__Task brief__: Can you reproduce every line of these records, requests included, with each x and y coordinate in the answers raised by 32?

─── Material for this task

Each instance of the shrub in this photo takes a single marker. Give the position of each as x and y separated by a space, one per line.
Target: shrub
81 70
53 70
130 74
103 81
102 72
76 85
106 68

──────

__Solution to this exercise__:
Each instance of the shrub in this photo takes a single marker. Give the position of each as x and y separated by a space, one per line.
Target: shrub
113 102
85 102
162 106
135 113
134 104
108 117
138 100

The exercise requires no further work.